* Document segment
New technique targets cancer tissues

A Purdue University innovation developed for brain tumour surgery is being expanded to provide doctors with an assessment tool to preserve, analyse and remove cancer tissues.

Valentina Pirro, a cancer research scientist in Purdue’s Department of Chemistry
Valentina Pirro, a research scientist in Purdue’s Department of Chemistry

The technology was developed in the Aston Lab of Purdue’s College of Science,  which is led by Graham Cooks.

It is claimed that the team’s mass spectrometry imaging technique could determine if microscopic cancerous tissue is still present in a sample, and provide more information to influence a surgeon’s decisions regarding further tissue removal.

Team member Valentina Pirro, a research scientist in Purdue’s Department of Chemistry, said in a statement that other mass spectrometry techniques have limitations.

“Mass spectrometry can identify and measure molecules within a tissue by measuring a signal that relates to the mass and structure of the molecule. It can be used in cancer diagnostics because it’s able to monitor the differential distribution of lipids or malformed metabolites that distinguish normal and cancerous tissue,” she said. “With some form of mass spectrometry imaging, the chemicals or solvents used in the process can often destroy the tissue sample. Essentially, you have one shot at getting the data and then the sample is gone.”

* Listed entries
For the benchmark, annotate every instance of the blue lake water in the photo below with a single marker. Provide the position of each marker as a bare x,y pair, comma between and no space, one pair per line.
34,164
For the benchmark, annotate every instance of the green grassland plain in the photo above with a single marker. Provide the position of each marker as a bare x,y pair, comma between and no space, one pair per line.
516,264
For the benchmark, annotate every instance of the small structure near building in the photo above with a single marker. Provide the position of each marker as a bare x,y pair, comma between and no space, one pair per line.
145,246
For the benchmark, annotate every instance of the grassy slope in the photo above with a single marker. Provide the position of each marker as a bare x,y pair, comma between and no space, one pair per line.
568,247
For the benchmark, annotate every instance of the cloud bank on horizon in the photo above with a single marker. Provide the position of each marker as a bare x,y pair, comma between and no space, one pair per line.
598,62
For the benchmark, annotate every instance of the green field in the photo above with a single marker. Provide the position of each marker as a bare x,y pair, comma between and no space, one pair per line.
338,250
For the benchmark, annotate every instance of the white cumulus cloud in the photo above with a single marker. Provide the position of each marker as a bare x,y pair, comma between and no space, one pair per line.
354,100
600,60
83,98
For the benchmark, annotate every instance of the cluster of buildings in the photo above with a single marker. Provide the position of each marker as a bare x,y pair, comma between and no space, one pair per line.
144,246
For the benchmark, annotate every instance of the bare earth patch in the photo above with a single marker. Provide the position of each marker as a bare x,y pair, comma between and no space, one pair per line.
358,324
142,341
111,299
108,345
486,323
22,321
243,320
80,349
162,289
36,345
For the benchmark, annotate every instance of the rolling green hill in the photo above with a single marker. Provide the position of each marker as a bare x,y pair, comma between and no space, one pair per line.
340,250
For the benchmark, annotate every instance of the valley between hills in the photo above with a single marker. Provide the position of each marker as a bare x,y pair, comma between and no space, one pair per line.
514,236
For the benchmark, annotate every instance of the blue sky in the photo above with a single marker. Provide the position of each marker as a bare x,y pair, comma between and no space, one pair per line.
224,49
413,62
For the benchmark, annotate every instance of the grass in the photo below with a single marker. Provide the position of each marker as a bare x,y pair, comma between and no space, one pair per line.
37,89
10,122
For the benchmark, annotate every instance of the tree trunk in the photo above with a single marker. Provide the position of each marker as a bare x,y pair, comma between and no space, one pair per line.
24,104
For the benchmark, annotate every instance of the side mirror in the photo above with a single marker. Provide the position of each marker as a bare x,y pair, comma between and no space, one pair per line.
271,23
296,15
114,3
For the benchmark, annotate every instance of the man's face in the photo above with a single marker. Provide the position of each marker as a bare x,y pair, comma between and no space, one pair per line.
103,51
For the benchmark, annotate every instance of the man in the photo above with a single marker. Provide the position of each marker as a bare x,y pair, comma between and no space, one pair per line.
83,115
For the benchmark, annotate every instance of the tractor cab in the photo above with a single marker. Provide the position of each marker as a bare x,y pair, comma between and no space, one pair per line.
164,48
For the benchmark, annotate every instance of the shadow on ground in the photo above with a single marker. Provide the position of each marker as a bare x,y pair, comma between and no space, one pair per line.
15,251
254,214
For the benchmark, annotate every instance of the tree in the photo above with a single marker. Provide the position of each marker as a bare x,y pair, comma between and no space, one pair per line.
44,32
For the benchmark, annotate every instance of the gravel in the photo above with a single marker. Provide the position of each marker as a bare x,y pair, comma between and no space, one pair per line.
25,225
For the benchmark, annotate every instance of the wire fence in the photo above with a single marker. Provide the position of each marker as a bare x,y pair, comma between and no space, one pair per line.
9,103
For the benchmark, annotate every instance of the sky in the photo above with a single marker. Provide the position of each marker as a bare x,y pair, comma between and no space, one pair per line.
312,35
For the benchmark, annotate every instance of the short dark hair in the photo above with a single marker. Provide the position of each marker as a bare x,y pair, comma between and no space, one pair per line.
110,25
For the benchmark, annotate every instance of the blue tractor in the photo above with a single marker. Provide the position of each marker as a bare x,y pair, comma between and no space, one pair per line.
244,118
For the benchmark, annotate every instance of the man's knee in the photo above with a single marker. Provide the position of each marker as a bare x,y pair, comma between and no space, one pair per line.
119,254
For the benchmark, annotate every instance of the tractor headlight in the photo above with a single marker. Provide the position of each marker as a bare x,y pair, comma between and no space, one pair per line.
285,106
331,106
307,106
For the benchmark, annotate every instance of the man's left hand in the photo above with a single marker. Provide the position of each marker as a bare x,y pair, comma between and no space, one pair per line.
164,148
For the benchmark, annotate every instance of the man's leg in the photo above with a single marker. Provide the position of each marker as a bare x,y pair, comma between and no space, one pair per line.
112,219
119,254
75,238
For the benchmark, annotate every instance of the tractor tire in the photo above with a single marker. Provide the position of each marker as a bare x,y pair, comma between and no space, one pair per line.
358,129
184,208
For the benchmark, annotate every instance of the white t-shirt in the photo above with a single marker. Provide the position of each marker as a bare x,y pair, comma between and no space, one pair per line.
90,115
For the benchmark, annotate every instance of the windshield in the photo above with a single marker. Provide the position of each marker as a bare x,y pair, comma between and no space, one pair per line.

* What needs to be done
Reproduce the full article about the Purdue technique for cancer tissues above, word for word.

* Reply to the exercise
New technique targets cancer tissues

A Purdue University innovation developed for brain tumour surgery is being expanded to provide doctors with an assessment tool to preserve, analyse and remove cancer tissues.

Valentina Pirro, a cancer research scientist in Purdue’s Department of Chemistry
Valentina Pirro, a research scientist in Purdue’s Department of Chemistry

The technology was developed in the Aston Lab of Purdue’s College of Science,  which is led by Graham Cooks.

It is claimed that the team’s mass spectrometry imaging technique could determine if microscopic cancerous tissue is still present in a sample, and provide more information to influence a surgeon’s decisions regarding further tissue removal.

Team member Valentina Pirro, a research scientist in Purdue’s Department of Chemistry, said in a statement that other mass spectrometry techniques have limitations.

“Mass spectrometry can identify and measure molecules within a tissue by measuring a signal that relates to the mass and structure of the molecule. It can be used in cancer diagnostics because it’s able to monitor the differential distribution of lipids or malformed metabolites that distinguish normal and cancerous tissue,” she said. “With some form of mass spectrometry imaging, the chemicals or solvents used in the process can often destroy the tissue sample. Essentially, you have one shot at getting the data and then the sample is gone.”